* Задание A *
Что, согласно фрагменту о чтении Священного Писания, заставляет его оживать?
+++
И вот с этого надо начать. А мы могли бы, вероятно, все цитировать десятки каких-то мест, которые — о, да! нас когда-нибудь взволновали. А потом успокоились — до следующего места. И мы ищем и хотели бы, чтобы Бог нам назавтра еще что-то показал, потому что вчерашнее я уже прочел, пережил, а теперь, сегодня — новое. Бог говорит: Да нет! Что ты сделал с прошлым? Вчера Я тебе сказал: сделай то-то; ну — примирись; ты не примирился; чего же Я тебе сегодня буду говорить: «Иди в пустыню», когда ты всё равно не пойдешь…
И тогда Священное Писание делается тусклым и всё более скучным, потому что оно оживает только от делания. Причем не то что делание всего подряд, как оно есть, — а именно те вещи, которые определяют какое-то соответствие между твоей душой и Христом. Вот Он говорит то-то; это отозвалось в моей душе — делаю и живу этим. И я бы сказал так: если уж нарушать заповеди Божии, нарушай что угодно, только не то, что тебе так в душу ударило. Я не хочу сказать — нарушай что угодно, это не совет, который я даю; но этого нельзя нарушать, потому что это закон моей собственной жизни; это не заповедь, которая мне извне навязана, это то, что Христос сказал, вызвав в моей душе ответ; это правда и я это знаю; раз знаешь — уже нельзя не делать; то, чего не знаешь — ну, Бог с тобой, научишься рано или поздно… Сережа, может быть ты скажешь что-нибудь?…
«Если ты не понимаешь моего молчания»…(смех в зале)
+++
* Задание B *
Соберите из записей все строки, содержащие слово «person», с учетом регистра.

[Записи для определения местоположения]
+++
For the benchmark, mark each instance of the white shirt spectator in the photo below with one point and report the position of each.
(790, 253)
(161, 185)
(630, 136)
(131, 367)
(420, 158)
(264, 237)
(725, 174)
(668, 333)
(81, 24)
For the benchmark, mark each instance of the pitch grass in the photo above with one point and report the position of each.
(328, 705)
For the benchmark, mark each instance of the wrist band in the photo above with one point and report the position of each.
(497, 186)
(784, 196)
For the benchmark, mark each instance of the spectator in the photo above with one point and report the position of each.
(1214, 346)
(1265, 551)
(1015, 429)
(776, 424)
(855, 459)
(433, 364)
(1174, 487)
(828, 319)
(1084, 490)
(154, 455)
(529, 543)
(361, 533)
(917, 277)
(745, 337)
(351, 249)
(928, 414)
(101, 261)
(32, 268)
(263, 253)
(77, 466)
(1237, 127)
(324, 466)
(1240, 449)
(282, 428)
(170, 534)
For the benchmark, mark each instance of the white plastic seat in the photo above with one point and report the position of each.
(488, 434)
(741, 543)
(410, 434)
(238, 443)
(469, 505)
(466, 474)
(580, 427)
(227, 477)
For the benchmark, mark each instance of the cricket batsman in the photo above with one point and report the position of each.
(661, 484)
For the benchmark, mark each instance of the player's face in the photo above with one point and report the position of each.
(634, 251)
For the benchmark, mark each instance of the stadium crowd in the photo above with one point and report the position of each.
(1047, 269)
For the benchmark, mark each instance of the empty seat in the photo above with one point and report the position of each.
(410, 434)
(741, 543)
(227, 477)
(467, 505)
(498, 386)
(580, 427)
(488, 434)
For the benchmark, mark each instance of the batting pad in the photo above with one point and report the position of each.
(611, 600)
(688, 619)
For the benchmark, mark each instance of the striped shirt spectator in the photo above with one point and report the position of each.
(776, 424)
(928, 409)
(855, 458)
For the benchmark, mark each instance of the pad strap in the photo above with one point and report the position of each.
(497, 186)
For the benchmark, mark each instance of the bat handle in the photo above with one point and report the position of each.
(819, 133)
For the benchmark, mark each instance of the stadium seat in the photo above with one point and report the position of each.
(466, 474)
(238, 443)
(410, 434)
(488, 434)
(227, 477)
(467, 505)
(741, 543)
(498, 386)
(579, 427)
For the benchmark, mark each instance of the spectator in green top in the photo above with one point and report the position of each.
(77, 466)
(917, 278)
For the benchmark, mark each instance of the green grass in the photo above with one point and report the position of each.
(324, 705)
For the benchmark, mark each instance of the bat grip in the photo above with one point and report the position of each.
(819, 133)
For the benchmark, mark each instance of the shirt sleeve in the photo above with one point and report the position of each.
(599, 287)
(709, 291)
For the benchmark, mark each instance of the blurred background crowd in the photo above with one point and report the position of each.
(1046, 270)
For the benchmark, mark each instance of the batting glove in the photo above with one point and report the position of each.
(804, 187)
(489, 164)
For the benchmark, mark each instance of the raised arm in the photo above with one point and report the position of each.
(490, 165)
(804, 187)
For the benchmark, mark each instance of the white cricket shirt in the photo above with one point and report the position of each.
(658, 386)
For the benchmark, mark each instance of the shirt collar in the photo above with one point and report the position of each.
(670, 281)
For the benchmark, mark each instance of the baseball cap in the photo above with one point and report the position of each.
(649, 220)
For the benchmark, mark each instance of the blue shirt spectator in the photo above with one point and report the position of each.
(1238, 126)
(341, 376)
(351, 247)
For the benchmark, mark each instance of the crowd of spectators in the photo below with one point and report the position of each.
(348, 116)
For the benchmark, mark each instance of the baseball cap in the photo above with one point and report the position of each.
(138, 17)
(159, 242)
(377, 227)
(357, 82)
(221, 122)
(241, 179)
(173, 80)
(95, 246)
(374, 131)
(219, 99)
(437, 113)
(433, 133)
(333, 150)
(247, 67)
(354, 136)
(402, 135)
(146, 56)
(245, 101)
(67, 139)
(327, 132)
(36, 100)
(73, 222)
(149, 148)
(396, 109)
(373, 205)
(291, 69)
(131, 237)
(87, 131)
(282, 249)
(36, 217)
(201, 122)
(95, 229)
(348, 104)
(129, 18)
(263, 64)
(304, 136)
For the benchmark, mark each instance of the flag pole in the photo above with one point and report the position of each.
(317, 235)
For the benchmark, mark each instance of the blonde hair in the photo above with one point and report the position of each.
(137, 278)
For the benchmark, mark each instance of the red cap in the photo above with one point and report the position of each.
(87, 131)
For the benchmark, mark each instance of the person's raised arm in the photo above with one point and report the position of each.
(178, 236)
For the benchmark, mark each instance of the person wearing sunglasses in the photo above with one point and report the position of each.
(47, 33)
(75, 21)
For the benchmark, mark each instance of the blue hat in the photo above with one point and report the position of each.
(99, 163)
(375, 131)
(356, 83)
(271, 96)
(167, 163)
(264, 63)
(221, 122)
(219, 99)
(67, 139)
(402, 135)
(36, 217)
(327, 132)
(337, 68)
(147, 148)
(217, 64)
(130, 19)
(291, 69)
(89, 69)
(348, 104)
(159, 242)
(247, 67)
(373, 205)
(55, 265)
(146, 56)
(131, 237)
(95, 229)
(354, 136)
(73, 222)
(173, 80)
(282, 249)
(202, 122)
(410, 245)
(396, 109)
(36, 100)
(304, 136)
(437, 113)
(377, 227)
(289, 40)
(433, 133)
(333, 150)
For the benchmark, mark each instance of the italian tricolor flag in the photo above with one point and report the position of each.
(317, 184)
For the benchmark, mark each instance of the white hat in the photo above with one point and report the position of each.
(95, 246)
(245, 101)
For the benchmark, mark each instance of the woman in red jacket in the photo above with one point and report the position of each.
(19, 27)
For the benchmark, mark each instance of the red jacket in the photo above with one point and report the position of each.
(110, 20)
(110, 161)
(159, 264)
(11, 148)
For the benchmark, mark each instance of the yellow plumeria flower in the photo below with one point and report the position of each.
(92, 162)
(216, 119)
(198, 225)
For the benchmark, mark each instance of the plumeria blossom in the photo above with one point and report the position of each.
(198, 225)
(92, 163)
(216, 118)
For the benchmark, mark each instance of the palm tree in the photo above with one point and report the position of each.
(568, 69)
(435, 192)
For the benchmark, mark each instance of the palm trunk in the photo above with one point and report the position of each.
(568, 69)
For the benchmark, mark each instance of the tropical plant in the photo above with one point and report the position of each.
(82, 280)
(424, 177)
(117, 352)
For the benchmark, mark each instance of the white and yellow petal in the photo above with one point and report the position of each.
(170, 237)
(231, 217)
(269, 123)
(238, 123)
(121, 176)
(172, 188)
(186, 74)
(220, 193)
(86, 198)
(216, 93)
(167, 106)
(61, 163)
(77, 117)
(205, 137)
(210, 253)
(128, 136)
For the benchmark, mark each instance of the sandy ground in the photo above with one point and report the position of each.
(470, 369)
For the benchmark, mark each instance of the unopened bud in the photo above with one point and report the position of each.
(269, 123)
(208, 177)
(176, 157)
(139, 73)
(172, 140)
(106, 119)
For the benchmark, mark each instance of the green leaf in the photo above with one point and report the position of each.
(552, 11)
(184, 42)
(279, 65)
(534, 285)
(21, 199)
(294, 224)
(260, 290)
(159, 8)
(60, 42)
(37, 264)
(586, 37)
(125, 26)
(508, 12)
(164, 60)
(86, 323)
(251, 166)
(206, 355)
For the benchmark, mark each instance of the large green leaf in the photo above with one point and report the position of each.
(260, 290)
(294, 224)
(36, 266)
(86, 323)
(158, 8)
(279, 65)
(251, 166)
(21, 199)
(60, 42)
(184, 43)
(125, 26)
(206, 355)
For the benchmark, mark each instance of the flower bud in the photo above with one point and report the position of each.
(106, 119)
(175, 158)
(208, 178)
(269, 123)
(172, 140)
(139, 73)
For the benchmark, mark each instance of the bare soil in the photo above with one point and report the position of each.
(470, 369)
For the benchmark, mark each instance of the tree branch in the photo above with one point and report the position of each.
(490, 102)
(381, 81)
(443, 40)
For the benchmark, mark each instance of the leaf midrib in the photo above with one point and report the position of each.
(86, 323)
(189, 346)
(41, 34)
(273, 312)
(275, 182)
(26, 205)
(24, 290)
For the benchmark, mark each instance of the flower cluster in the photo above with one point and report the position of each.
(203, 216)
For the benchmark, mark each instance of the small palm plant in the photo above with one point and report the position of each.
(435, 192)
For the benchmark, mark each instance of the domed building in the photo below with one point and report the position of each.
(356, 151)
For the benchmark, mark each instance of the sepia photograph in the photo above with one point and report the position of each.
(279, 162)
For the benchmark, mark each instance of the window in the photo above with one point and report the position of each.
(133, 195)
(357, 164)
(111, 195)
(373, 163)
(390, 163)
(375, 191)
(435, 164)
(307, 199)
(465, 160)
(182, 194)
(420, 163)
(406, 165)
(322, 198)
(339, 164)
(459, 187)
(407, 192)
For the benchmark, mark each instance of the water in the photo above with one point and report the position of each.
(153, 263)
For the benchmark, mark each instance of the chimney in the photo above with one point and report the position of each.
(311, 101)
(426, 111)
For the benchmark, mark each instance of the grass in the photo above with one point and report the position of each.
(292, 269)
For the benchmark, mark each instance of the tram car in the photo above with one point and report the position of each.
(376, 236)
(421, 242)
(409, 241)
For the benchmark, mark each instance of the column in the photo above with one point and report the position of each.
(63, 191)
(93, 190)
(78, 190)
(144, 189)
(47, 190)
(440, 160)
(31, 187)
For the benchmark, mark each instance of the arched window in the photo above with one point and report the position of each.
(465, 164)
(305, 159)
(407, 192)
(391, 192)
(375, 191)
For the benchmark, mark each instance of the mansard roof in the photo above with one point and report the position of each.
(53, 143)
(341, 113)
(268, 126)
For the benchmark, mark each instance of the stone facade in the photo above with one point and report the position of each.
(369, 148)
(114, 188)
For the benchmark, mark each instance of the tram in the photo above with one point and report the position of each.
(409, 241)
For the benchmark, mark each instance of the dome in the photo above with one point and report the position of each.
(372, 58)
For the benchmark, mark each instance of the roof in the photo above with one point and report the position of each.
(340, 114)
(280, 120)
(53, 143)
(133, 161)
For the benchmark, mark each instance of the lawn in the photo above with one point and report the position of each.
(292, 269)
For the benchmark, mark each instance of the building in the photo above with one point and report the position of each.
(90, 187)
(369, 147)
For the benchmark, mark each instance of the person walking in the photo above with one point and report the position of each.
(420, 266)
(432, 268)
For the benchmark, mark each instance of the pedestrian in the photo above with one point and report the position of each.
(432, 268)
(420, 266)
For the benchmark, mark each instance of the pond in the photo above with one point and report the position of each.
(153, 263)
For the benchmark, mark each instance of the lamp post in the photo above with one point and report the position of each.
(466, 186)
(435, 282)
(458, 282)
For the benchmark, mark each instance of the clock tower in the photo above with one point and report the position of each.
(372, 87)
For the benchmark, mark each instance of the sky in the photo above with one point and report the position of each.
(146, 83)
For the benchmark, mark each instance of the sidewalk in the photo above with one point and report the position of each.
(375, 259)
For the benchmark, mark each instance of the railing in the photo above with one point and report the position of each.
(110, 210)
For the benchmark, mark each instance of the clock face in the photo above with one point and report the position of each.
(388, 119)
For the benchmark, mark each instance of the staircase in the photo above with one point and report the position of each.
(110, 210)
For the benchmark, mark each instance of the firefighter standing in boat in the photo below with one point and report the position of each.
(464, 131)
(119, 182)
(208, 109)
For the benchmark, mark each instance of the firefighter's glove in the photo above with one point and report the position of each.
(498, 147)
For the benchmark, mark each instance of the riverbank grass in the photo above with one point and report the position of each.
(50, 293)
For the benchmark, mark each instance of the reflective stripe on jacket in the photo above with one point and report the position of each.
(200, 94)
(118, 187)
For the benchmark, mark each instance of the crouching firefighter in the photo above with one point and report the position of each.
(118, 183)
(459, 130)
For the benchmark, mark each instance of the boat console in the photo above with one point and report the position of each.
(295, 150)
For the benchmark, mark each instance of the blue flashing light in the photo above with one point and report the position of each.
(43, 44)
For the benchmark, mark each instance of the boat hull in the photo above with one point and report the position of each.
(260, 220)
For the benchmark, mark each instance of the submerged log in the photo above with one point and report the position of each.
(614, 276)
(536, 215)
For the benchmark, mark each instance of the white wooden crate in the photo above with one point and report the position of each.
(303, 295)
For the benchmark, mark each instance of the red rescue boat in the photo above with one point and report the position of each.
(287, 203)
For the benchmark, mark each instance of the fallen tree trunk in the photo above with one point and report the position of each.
+++
* Решение задания A *
Священное Писание оживает только от делания.

* Решение задания B *
For the benchmark, mark each instance of the person's raised arm in the photo above with one point and report the position of each.
For the benchmark, mark each instance of the person wearing sunglasses in the photo above with one point and report the position of each.
For the benchmark, mark each instance of the person walking in the photo above with one point and report the position of each.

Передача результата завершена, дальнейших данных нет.